Passage
Segment Open
The City has learned a lot about earthquake risk in the last ten years. This has prompted a change in regulation. New Zealand has a code of compliance for the seismic strength of buildings where a new building is required to meet 100% of a code. The code aims to ensure preservation of life in a moderate earthquake. Many older buildings score poorly against this code, and where a building scores 33% or less (usually older buildings) it must be modified within a specified timeframe.
Under new regulations, for certain buildings such as schools, hospitals, buildings along high traffic routes and emergency services routes will have to complete work required under this code within a shortened timeframe, typically 7.5 years, or face prosecution. This affects around 200 building owners in Wellington, with another 400 working to meet the code on a 15 year timeline. Cost is met by building owners, with an advisory service and some funding available from the City.
Parallel with these efforts to improve the physical integrity of buildings and facades, Wellington City Council has also sought to increase the speed at which it can assess how any further earthquake affects critical buildings in the city. To do this, the city aims to have accelerometers (a device which measures acceleration forces from events like earthquakes) installed in 400 buildings around the city. The aim is to have some of the information available publicly, and the City has brokered partnerships with the Universities of Auckland and Tokyo to assist with data analysis and structural assessments to inform decision making about evacuations and building safety following seismic events.
In the face of inertia, financial constraints, and limited timeframes the City was able to deliver on a very public campaign to improve building façade integrity and public safety. Within 18 months of the introduction of legislation and associated support mechanisms all 113 unreinforced masonry buildings have completed the required upgrades.
The City’s resilience team, and by extension the City Council, developed new ways of working with the community that has earned them a reputation for flexibility, resourcefulness and inclusiveness – executing within a challenging public policy scenario, creating strong relationships with building owners, and using multiple levers to achieve their goals.
Thanks to the clear and consistent public information campaigns and engagement that supported the project, the Council raised public awareness and created public demand for access to information about earthquake code compliance and a private sector push for compliance above the minimum standard. Property managers from government buildings, banks and university voluntarily choose to occupy only buildings that meet 80% of code or more. Other major employers and homebuyers are following suit creating marketplace demand for increased safety standards across the city. Wellington used clear, consistent, and informative messaging to enlist the help of the community and private sector to create a marketplace for building safety and created demand for a safer city that is better able to whether times of crisis.
The accelerometers and university partnerships have reduced the time it takes to understand the extent of shaking following a seismic event from six weeks to 30 minutes.
Within 18 months of the 2016 earthquake and the subsequent release of Wellington’s Resilience Strategy, the city is a less vulnerable place. Scientists are currently recalculating complex models to show the expected reduction in fatalities due to these interventions. The City Council also has a strong foundation on which to continue to strengthen the city’s built environment and improve its resilience thanks to key innovations that led to the success of this work: Adopting a case management approach that put people, rather than legislation or infrastructure, at the center of its objectives.
Segment Closed
Information
Segment Open
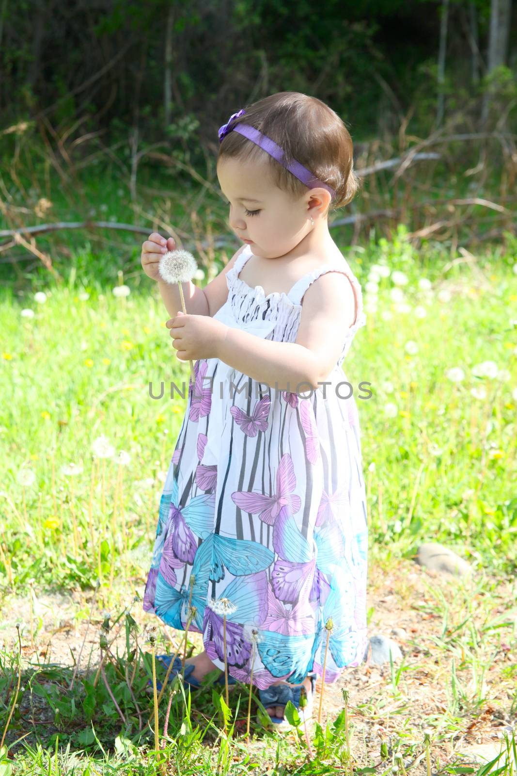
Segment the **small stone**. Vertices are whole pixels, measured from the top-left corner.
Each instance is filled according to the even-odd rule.
[[[391,650],[391,657],[393,662],[401,660],[402,653],[400,651],[398,644],[392,639],[388,639],[385,636],[372,636],[369,640],[371,646],[371,654],[370,656],[370,665],[381,666],[384,663],[390,662],[390,649]],[[364,653],[364,660],[366,660],[368,654],[368,645]]]
[[[395,639],[398,639],[399,641],[405,641],[408,638],[408,634],[403,628],[393,628],[391,636],[394,636]]]
[[[472,571],[470,564],[464,558],[460,558],[443,544],[434,542],[421,544],[414,559],[419,566],[456,577],[463,577]]]

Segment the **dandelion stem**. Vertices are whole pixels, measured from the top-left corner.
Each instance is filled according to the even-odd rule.
[[[321,725],[322,722],[322,707],[323,704],[323,692],[325,690],[325,669],[326,668],[327,662],[327,652],[329,650],[329,639],[330,639],[330,632],[333,629],[333,622],[332,618],[329,617],[327,620],[326,625],[325,626],[327,632],[327,640],[325,645],[325,657],[323,658],[323,671],[322,674],[322,690],[319,694],[319,708],[318,709],[318,722]]]

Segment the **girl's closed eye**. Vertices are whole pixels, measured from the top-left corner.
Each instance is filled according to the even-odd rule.
[[[229,203],[226,200],[226,205],[229,205]],[[248,209],[246,207],[244,208],[244,213],[246,213],[246,216],[258,216],[258,214],[259,214],[260,212],[260,210],[248,210]]]

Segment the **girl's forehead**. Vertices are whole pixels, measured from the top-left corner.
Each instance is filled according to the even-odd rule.
[[[271,199],[274,192],[281,193],[272,179],[267,161],[225,157],[217,162],[217,177],[226,196],[243,197],[246,194],[249,197],[265,199]]]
Segment Closed
To do
#1 In the Wellington passage, copy everything from "The City has learned" down to "a specified timeframe.".
#2 Decide whether each statement agrees with the Wellington passage, answering yes or no and quoting the words from the passage that settle it.
(a) All 113 unreinforced masonry buildings completed the required upgrades within 18 months.
(b) The City pays the cost of the required work.
(c) The time to understand the extent of shaking after a seismic event fell from six weeks to 30 minutes.
#3 According to the Wellington passage, how many buildings does the city aim to fit with accelerometers?

Written responses
#1
The City has learned a lot about earthquake risk in the last ten years. This has prompted a change in regulation. New Zealand has a code of compliance for the seismic strength of buildings where a new building is required to meet 100% of a code. The code aims to ensure preservation of life in a moderate earthquake. Many older buildings score poorly against this code, and where a building scores 33% or less (usually older buildings) it must be modified within a specified timeframe.

#2
(a) Yes: "Within 18 months of the introduction of legislation and associated support mechanisms all 113 unreinforced masonry buildings have completed the required upgrades."
(b) No: "Cost is met by building owners, with an advisory service and some funding available from the City."
(c) Yes: "reduced the time it takes to understand the extent of shaking following a seismic event from six weeks to 30 minutes."

#3 400 buildings around the city.